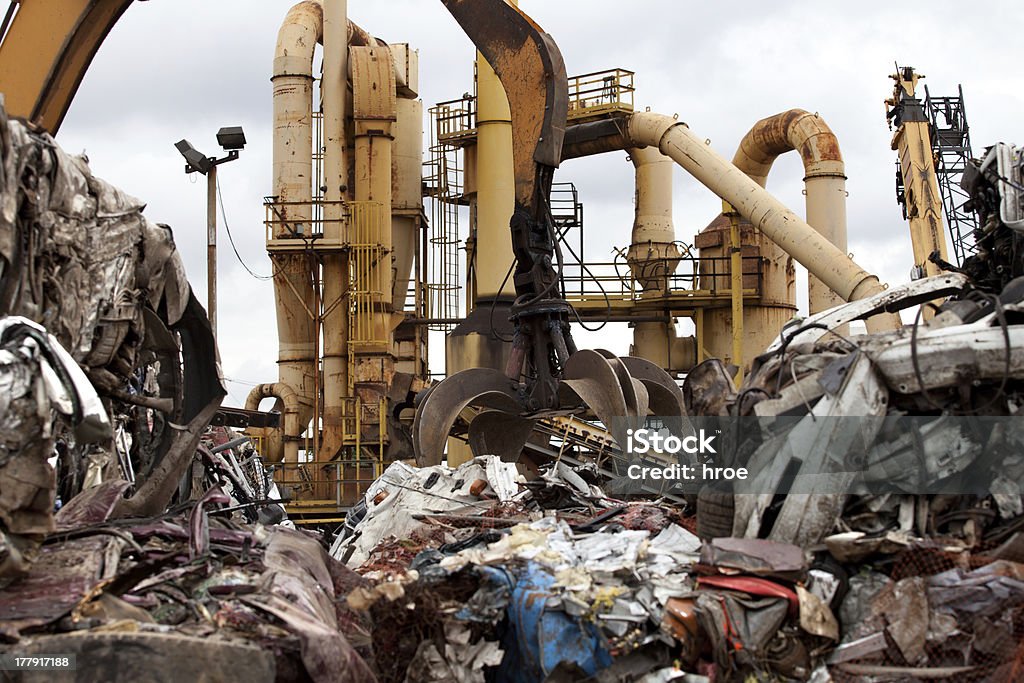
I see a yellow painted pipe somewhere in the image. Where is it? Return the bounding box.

--- --- ---

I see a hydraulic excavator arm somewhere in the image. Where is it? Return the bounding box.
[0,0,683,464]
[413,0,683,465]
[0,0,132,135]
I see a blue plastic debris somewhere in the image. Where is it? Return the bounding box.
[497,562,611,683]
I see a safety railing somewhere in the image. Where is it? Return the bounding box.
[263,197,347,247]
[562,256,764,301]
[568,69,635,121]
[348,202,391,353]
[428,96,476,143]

--- --- ---

WHAT TO DO:
Could you put the lines from the one containing "I see a safety" through the one containing "[428,96,476,143]", inclusive, into a Markdown table with columns headed "Row" and "Line", numbering each row and leaving out any blank lines?

EXERCISE ANSWER:
| Row | Line |
|---|---|
| 1 | I see a safety railing somewhere in the image. Where is it? Return the bounding box. |
| 2 | [263,197,347,247] |
| 3 | [562,256,764,301] |
| 4 | [568,69,635,121] |
| 5 | [348,202,391,353] |
| 6 | [428,96,476,143] |